Print all entries precisely as they are written.

◆ ◆ ◆

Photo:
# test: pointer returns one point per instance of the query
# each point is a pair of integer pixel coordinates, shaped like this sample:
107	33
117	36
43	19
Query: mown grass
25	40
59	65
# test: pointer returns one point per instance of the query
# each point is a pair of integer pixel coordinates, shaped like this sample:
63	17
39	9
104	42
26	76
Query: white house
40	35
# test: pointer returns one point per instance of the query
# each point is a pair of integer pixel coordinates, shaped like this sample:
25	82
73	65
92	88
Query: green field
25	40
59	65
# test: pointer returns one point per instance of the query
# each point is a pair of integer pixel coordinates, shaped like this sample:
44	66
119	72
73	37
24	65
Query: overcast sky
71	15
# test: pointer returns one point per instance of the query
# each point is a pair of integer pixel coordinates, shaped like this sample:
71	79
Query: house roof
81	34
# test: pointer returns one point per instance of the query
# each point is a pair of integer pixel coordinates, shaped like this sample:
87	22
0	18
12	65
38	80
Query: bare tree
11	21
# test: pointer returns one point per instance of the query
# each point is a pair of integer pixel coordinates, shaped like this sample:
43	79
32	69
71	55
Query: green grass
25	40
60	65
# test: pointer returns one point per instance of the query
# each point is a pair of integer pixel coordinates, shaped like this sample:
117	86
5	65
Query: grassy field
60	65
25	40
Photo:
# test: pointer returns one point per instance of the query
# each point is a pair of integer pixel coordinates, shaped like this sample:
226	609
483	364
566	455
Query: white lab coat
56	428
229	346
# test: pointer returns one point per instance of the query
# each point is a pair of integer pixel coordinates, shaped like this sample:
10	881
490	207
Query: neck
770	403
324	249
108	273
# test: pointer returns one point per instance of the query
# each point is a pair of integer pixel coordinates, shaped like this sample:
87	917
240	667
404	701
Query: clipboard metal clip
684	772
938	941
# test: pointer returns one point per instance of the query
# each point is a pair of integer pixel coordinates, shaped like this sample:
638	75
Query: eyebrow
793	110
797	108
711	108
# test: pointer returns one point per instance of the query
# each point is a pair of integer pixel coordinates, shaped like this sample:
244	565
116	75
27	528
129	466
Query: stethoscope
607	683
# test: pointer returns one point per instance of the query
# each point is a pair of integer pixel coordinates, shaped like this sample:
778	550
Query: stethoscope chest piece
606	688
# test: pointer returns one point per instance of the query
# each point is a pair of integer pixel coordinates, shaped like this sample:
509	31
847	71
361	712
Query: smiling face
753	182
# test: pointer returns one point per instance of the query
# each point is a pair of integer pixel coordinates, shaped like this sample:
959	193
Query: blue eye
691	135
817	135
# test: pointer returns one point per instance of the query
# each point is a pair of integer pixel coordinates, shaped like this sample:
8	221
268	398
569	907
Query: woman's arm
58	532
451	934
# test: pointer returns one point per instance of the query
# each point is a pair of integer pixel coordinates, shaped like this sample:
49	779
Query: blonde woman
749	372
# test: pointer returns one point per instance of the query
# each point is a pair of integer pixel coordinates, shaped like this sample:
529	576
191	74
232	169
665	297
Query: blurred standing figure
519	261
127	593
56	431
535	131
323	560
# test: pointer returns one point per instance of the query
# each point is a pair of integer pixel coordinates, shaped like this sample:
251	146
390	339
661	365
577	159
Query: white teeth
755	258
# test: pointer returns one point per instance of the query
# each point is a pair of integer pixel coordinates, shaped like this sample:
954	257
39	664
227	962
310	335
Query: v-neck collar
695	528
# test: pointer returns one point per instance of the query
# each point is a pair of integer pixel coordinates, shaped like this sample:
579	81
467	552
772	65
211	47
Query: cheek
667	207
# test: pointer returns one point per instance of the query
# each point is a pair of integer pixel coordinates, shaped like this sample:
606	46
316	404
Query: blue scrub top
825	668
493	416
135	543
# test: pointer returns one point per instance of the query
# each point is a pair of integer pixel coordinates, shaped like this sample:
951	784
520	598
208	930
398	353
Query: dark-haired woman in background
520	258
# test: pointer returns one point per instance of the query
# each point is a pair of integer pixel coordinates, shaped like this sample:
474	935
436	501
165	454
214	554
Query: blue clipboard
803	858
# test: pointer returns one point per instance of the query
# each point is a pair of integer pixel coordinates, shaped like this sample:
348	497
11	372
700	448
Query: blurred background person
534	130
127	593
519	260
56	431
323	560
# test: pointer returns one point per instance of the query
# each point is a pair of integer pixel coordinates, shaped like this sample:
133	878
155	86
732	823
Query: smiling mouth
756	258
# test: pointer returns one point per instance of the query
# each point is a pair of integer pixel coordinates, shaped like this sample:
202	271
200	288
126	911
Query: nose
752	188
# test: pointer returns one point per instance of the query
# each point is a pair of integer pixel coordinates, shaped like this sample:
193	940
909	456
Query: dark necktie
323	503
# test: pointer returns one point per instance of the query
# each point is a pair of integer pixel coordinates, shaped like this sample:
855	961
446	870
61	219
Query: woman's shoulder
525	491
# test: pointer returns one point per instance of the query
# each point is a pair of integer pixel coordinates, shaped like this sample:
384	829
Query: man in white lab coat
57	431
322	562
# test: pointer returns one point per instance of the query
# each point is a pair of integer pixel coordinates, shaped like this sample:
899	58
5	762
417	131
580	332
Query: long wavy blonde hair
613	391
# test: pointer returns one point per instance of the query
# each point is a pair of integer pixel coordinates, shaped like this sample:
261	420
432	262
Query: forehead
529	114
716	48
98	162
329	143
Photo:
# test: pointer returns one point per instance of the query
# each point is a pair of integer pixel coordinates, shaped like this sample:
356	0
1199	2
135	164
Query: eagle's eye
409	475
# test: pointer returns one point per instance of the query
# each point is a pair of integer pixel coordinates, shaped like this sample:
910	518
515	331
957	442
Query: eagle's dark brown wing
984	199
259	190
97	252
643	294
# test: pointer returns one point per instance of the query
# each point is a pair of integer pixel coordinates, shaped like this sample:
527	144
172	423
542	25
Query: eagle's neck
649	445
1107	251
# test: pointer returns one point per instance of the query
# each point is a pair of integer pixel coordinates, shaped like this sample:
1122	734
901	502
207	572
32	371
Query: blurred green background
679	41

◆ ◆ ◆

SOLUTION:
Photo:
# test: pointer returns one point per instance of the query
# each point is a pair of integer pixel coordinates, shaped like this sample:
107	33
117	36
43	19
Query: mown grass
25	40
59	65
# test: pointer returns one point per instance of the query
# each point is a pair of integer pixel coordinates, shaped like this sample:
63	17
39	9
104	42
26	76
Query: white house
40	35
# test: pointer returns one point per instance of the query
# each point is a pair of integer pixel coordinates, shaped like this sample:
25	82
73	65
92	88
Query: green field
25	40
59	65
# test: pointer returns one point per instance of the query
# each point is a pair of integer pixel coordinates, shaped like this sample:
44	66
119	72
73	37
24	65
Query: overcast sky
71	15
# test: pointer returns one point per instance of the query
# each point is a pair of integer pixel coordinates, shaped like this sample:
71	79
Query: house roof
81	34
# test: pointer returns one point per instance of the query
# each point is a pair of integer pixel coordinates, shaped like this sample:
87	22
0	18
12	65
38	80
Query: bare tree
11	21
# test: pointer returns one point per instance of the query
# each point is a pair of integer pixel coordinates, shaped like this sample:
43	79
32	69
71	55
Query: green grass
25	40
60	65
# test: pointer returns one point per instance of the query
# each point is a pair of integer pixel coordinates, shaped like this sample:
117	86
5	65
Query: grassy field
60	65
25	40
Photo:
# test: pointer returns one point per instance of the query
# each point is a pair of integer pixel coordinates, shaped like this sample:
226	609
483	364
566	455
Query: white lab coat
56	428
229	346
# test: pointer returns one point per instance of the query
# each point is a pair of integer pixel coordinates, shaped like this sample:
10	881
490	207
Query: neck
770	403
324	249
108	273
# test: pointer returns one point per instance of the query
# each point is a pair of integer pixel coordinates, shaped like this sample:
87	917
240	667
404	701
Query: clipboard metal clip
684	772
938	941
# test: pointer returns one point per instance of the query
# each point is a pair of integer pixel coordinates, shaped like this sample:
638	75
Query: eyebrow
793	110
797	108
711	108
# test: pointer returns one point per instance of the query
# each point is a pair of integer pixel coordinates, shaped like this sample:
244	565
116	75
27	528
129	466
Query: stethoscope
607	683
# test: pointer returns one point per instance of the query
# each point is a pair of integer pixel coordinates, shaped like this sample:
778	550
Query: stethoscope chest piece
606	688
# test: pointer returns one point per instance of the query
# each point is a pair of integer pixel coordinates, shaped like this sample:
509	31
847	71
361	712
Query: smiling face
753	182
# test: pointer returns one point per instance of the query
# each point is a pair of integer pixel coordinates, shaped like this sample:
959	193
Query: blue eye
691	135
817	135
# test: pointer returns one point per instance of the query
# each point is a pair of integer pixel coordinates, shaped like this sample:
8	221
268	398
569	907
Query: woman's arm
58	532
451	934
# test: pointer returns one point per instance of the query
# each point is a pair of integer pixel coordinates, shaped like this sample:
49	779
Query: blonde woman
749	372
# test: pointer returns one point per instance of the query
# each point is a pair of integer pixel coordinates, shaped like this sample:
529	576
191	74
232	169
665	297
Query: blurred standing figure
519	261
127	593
56	431
535	131
323	560
# test: pointer returns one point per instance of the query
# each point is a pair of integer pixel coordinates, shaped like this sample:
251	146
390	339
661	365
577	159
Query: white teeth
755	258
# test: pointer returns one point per instance of the query
# each point is a pair of integer pixel coordinates, shaped like this sample:
954	257
39	664
227	962
310	335
Query: v-neck collar
695	528
# test: pointer returns one point per instance of the query
# each point is a pair of integer pixel coordinates, shaped like this sample:
579	81
467	552
772	65
211	47
Query: cheek
667	207
# test: pointer returns one point per instance of the query
# each point is a pair of integer pixel coordinates, shaped like this sample:
606	46
316	404
Query: blue scrub top
825	668
493	416
135	543
# test: pointer returns one point per instance of the query
# each point is a pair of integer pixel coordinates, shaped like this sample:
951	784
520	598
208	930
398	353
Query: dark-haired woman in background
520	258
# test: pointer returns one point per instance of the query
# each point is a pair of integer pixel coordinates, shaped like this sample:
474	935
436	501
165	454
214	554
Query: blue clipboard
803	858
# test: pointer returns one point per instance of the query
# each point is a pair of integer pixel coordinates, shaped like this sample:
348	497
11	372
700	448
Query: blurred background person
534	130
127	593
519	260
56	431
323	560
# test: pointer returns one point per instance of the query
# each point is a pair of integer pixel coordinates, shaped like this sample:
133	878
155	86
732	823
Query: smiling mouth
756	258
# test: pointer returns one point per instance of the query
# each point is a pair of integer pixel coordinates, shaped like this sample:
202	271
200	288
126	911
Query: nose
752	188
# test: pointer returns one point per instance of the query
# each point is a pair of integer pixel coordinates, shaped like this sample:
193	940
909	456
Query: dark necktie
323	503
# test: pointer returns one point per instance of the query
# each point is a pair of integer pixel coordinates, shaped like this sample:
855	961
446	870
61	219
Query: woman's shoulder
525	491
# test: pointer returns one point per instance of the query
# each point is a pair of integer pixel coordinates, shaped like this sample:
384	829
Query: man in white lab coat
57	431
322	562
# test: pointer returns one point per instance of the query
# each point is a pair of integer pixel coordinates, shaped like this sample:
899	58
5	762
417	131
580	332
Query: long wavy blonde hair
613	391
# test: pointer returns one point per instance of the query
# each point is a pair of integer pixel coordinates, shaped like this sample:
261	420
432	262
Query: forehead
529	114
716	48
98	162
329	143
Photo:
# test: pointer returns one point per instance of the query
# each point is a pair of integer pixel coordinates, shaped like this sample:
356	0
1199	2
135	164
Query: eagle's eye
409	475
# test: pointer returns one point per instance of the query
# each point is a pair of integer pixel coordinates, shaped like this sample:
910	518
515	331
957	442
Query: eagle's dark brown wing
984	199
259	190
97	252
643	294
# test: pointer returns one point per instance of the query
# each point is a pair of integer pixel coordinates, shaped like this sample:
527	144
172	423
542	25
Query: eagle's neck
649	445
1107	251
# test: pointer returns one point per instance of the query
# each point is a pair of integer pixel coordinates, shaped like this sample:
1122	734
901	502
207	572
32	371
Query: blurred green background
679	41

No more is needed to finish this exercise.